■ **Texte présenté**
§

Après avoir suivi à la lettre les préceptes néo-libéraux du FMI, l’Argentine s’est effondrée dans une crise économique et politique sans précédent. 132 milliards de dollars de dette extérieure (46% du PIB) 20% de la population au chômage et 40% de la population vivant sous le seuil de pauvreté, et un pouvoir d’achat a été divisé par 2 en 5 ans. C’est sous la dictature (1976-1983) et sous le régime corrompu de Carlos Menem (1989-1999) que le FMI accorde des prêts au gouvernement argentin pour mener une politique « d’ajustements structurels ». Dans le langage du FMI et de la Banque Mondiale, cela signifie, privatisations, baisse des dépenses publiques, licenciement de milliers de fonctionnaires, etc. Résultat, une récession sans précédent, ainsi qu’une augmentation de la misère et du chômage.
Article paru dans l’Egalité n°94
C’est grâce à l’économiste ultra libéral, Domingo Cavallo, déjà présent sous la dictature et largement soutenu par les institutions capitalistes internationales qu’est introduite la parité peso-dollar. Il est à nouveau appelé par le gouvernement De La Rùa, et entame en Juillet 2001, un « méga échange » des titres de la dette pour des titres à plus long terme avec des taux d’intérêts bien plus élevés, puis impose une politique de déficit zéro, qu’il compte atteindre en diminuant de 13% les salaires des fonctionnaires et les retraites. Pour le FMI, cela ne suffit pas et il refuse un nouveau prêt, dès lors, c’est la faillite.

§

■ **Matériel extrait**
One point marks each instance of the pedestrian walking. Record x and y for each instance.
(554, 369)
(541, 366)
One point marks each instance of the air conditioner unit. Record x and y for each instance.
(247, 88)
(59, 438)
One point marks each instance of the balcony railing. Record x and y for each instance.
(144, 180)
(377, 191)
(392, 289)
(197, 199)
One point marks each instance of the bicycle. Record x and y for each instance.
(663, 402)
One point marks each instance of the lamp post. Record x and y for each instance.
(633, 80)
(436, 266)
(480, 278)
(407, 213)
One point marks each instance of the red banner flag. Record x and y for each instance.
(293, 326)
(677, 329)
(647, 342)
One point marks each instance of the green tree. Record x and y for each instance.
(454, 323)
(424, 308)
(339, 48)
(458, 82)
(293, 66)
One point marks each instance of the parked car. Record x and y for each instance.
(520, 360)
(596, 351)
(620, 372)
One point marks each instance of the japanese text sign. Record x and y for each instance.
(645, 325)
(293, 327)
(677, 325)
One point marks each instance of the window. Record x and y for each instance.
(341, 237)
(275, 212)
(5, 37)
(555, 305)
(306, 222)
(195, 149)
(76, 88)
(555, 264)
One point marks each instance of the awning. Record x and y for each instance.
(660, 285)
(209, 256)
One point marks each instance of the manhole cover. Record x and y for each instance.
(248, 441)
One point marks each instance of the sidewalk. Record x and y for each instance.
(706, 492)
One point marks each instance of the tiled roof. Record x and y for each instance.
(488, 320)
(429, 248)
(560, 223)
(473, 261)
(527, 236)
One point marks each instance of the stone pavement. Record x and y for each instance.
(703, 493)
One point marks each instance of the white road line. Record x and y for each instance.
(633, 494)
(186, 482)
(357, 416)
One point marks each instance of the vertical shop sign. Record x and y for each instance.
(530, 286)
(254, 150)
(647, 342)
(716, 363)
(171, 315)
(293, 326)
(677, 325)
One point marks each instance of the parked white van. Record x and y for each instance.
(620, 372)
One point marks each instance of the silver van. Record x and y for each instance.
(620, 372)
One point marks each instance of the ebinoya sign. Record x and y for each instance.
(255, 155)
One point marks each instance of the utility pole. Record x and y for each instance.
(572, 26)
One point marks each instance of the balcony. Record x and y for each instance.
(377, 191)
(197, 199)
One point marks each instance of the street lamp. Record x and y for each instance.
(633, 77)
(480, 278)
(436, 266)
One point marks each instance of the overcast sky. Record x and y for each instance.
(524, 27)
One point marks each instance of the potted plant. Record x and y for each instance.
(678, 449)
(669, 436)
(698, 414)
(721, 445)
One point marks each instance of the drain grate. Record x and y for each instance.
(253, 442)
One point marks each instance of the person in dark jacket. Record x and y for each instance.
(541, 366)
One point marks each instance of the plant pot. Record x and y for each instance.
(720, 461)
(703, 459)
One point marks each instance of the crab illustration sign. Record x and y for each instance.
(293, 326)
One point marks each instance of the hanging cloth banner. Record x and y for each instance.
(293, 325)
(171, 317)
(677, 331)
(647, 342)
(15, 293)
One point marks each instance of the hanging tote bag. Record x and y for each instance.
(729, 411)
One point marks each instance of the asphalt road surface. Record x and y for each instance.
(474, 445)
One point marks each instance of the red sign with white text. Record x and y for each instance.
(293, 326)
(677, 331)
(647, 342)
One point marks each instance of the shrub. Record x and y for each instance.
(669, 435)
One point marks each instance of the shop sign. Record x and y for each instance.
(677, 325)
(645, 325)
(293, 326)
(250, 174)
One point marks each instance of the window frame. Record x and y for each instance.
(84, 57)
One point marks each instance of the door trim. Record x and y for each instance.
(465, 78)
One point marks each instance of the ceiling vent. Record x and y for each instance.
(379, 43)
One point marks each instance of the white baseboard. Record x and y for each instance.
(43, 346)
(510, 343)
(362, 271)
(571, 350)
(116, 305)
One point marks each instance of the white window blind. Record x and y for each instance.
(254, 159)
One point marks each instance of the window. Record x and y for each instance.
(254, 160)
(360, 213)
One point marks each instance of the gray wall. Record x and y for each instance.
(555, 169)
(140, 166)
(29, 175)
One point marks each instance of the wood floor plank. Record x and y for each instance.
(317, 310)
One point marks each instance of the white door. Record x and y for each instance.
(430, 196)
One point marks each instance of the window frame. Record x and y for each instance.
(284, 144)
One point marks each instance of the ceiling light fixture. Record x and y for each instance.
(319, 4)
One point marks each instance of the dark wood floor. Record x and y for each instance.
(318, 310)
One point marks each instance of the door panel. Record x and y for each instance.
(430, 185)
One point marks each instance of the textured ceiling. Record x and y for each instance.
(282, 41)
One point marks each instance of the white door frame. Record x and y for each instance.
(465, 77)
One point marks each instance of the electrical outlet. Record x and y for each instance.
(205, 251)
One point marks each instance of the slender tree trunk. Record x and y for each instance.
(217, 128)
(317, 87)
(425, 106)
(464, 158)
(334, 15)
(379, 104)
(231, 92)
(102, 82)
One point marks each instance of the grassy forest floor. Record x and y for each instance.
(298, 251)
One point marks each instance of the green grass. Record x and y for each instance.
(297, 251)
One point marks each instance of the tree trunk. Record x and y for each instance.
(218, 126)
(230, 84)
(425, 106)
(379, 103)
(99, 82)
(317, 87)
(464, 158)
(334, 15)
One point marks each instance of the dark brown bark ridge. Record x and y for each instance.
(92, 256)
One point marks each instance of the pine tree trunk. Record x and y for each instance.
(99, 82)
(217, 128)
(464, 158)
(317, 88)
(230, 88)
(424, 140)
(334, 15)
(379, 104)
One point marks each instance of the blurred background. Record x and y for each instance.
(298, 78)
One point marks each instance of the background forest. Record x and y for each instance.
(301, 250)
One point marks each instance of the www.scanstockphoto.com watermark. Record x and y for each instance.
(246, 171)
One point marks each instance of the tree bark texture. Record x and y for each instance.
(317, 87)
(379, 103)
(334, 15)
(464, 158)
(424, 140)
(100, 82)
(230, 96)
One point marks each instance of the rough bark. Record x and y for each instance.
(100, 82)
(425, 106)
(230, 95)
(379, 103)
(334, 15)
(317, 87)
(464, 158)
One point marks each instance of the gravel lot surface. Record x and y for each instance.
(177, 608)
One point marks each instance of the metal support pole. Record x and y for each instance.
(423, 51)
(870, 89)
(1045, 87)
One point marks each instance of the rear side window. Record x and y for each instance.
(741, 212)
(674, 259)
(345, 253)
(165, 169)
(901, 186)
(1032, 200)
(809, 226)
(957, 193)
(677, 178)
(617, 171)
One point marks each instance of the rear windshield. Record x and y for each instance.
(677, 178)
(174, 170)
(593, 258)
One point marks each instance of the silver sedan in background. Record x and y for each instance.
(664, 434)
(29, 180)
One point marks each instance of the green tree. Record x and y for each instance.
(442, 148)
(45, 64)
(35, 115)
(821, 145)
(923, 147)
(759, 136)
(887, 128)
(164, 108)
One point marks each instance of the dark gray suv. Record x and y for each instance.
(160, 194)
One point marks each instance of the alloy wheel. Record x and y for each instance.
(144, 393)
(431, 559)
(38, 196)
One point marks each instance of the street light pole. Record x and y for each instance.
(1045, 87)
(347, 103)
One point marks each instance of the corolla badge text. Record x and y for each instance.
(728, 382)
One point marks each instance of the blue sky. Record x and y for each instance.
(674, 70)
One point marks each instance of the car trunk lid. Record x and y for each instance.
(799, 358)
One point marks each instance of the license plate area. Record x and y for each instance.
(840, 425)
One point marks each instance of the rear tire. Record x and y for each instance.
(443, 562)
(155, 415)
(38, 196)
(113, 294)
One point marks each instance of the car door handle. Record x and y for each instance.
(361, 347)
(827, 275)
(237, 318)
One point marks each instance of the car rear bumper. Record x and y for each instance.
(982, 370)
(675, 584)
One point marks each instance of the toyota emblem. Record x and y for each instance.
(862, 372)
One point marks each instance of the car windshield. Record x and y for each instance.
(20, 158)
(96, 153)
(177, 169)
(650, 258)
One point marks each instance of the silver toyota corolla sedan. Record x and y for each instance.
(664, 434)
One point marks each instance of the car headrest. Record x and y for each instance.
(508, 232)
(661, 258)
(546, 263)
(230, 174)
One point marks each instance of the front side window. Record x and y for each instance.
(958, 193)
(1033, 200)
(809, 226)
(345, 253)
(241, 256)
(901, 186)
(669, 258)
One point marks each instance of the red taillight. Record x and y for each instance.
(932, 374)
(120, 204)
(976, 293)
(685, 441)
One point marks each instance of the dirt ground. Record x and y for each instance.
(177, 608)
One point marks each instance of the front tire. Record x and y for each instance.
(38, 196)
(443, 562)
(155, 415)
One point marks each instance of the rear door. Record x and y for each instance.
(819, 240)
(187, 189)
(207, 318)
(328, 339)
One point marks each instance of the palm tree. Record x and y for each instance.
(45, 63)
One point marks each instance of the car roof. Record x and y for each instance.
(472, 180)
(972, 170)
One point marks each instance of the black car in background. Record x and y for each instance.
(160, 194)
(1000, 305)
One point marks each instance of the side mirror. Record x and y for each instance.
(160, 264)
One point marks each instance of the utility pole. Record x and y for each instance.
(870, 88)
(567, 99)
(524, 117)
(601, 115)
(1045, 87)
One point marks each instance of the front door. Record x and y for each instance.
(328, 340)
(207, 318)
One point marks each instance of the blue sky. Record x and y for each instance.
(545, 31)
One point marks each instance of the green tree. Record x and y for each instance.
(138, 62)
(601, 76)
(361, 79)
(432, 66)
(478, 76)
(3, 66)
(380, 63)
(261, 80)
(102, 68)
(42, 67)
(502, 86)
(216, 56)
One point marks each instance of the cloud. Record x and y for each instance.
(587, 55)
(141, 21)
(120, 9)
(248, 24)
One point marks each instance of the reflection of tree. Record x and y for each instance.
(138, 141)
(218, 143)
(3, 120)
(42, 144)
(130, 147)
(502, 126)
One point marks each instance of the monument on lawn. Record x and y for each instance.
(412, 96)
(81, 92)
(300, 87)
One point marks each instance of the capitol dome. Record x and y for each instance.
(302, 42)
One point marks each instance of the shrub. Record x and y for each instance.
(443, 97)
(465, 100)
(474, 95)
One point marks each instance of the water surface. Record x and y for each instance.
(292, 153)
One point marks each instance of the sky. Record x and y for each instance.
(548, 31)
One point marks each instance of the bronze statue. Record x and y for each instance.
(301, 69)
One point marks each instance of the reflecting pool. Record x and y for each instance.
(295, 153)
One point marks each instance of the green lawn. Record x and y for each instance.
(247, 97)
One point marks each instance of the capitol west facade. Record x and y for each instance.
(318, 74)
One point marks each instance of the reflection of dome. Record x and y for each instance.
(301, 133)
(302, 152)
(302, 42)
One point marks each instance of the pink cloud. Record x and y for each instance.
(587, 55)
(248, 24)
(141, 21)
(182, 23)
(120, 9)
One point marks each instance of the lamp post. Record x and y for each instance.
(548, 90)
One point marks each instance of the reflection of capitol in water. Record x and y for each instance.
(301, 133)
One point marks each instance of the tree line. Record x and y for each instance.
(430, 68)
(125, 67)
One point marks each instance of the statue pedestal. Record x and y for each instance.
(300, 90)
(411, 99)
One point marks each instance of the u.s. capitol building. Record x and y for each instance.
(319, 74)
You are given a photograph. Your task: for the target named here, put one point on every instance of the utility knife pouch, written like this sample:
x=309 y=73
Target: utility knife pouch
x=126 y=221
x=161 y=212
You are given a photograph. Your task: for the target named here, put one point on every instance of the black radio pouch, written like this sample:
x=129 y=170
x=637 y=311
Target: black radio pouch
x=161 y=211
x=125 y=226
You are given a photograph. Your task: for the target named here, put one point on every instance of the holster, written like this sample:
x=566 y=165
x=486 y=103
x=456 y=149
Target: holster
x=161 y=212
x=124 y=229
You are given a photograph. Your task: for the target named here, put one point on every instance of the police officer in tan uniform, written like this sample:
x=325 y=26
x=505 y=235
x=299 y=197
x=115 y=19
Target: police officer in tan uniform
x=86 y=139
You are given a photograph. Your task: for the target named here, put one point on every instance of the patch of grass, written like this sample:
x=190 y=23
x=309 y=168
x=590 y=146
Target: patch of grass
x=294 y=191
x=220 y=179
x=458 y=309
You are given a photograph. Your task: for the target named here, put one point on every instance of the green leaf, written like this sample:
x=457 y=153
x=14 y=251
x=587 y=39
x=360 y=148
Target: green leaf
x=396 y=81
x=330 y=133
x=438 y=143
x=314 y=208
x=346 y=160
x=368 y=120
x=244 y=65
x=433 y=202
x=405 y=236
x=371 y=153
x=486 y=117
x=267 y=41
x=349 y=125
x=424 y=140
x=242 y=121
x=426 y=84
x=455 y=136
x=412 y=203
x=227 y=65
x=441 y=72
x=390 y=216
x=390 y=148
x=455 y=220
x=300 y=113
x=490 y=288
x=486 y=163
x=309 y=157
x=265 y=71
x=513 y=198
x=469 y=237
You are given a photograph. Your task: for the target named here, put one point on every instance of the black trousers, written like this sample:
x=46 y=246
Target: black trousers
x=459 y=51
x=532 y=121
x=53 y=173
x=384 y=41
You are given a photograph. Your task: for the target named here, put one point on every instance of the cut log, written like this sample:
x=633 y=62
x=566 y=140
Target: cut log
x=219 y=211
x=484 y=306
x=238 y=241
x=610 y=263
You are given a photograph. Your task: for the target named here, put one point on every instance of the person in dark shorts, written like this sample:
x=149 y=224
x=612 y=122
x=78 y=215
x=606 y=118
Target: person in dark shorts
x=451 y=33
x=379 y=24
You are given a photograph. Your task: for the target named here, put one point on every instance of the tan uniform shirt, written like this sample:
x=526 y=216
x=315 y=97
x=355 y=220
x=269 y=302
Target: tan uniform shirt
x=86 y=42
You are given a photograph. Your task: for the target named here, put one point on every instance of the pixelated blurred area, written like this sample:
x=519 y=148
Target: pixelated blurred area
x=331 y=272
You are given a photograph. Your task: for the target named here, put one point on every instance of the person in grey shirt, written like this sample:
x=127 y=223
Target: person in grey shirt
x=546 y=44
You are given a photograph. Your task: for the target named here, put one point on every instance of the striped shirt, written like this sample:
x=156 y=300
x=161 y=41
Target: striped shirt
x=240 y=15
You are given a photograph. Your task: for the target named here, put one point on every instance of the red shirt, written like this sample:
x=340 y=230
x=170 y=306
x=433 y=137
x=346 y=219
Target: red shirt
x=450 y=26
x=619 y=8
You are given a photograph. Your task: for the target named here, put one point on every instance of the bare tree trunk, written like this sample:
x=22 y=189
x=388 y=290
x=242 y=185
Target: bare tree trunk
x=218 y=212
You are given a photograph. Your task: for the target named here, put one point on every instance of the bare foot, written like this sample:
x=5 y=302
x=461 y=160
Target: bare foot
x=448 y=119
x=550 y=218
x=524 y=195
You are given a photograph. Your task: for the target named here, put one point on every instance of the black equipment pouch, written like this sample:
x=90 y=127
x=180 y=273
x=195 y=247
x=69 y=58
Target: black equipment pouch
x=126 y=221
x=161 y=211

§

■ **Consignes**
- A) Recopiez mot pour mot le passage du texte sur la crise argentine compris entre « Après avoir suivi » et « et du chômage. », ces deux bornes incluses.
- B) Répondez aux questions suivantes d'après le texte sur la crise argentine.
(i) Quelle part de la population argentine vit sous le seuil de pauvreté ?
(ii) En quel mois et en quelle année Domingo Cavallo entame-t-il le « méga échange » des titres de la dette ?
(iii) De quel pourcentage Domingo Cavallo compte-t-il diminuer les salaires des fonctionnaires et les retraites ?
- C) Poursuivez le texte sur la crise argentine à partir de l'endroit où il s'arrête.

■ **Réponses rédigées**
- A)
Après avoir suivi à la lettre les préceptes néo-libéraux du FMI, l’Argentine s’est effondrée dans une crise économique et politique sans précédent. 132 milliards de dollars de dette extérieure (46% du PIB) 20% de la population au chômage et 40% de la population vivant sous le seuil de pauvreté, et un pouvoir d’achat a été divisé par 2 en 5 ans. C’est sous la dictature (1976-1983) et sous le régime corrompu de Carlos Menem (1989-1999) que le FMI accorde des prêts au gouvernement argentin pour mener une politique « d’ajustements structurels ». Dans le langage du FMI et de la Banque Mondiale, cela signifie, privatisations, baisse des dépenses publiques, licenciement de milliers de fonctionnaires, etc. Résultat, une récession sans précédent, ainsi qu’une augmentation de la misère et du chômage.

- B)
(i) 40 % de la population vit sous le seuil de pauvreté.
(ii) Il l'entame en juillet 2001.
(iii) Il compte les diminuer de 13 %.

- C)
L’annonce de mesures d’austérité jette dans la rue des milliers de gens affamés majoritairement des travailleurs au chômage, qui se ruent dans les supermarchés. Parallèlement le gouvernement interdit aux gens ordinaires de retirer leur argent des banques alors que les dirigeants politiques et les patrons ont déjà envoyé à l’étranger plus de 15 milliards de dollars. La réaction de De La Rùa traitant ces gens d' »ennemis de la république » embrase même les classes moyennes qui descendent dans les rues et organisent des « cacerolazos », des manifestations au rythme du tapage de casseroles. Une forte répression s’ensuit qui verra la mort de 31 manifestants. De la Rùa est poussé à la démission et son successeur, Adolfo Rodriguo Saa, marche sur des œufs. Il suspend le remboursement de la dette pour désamorcer la situation politique. Mais la colère est là.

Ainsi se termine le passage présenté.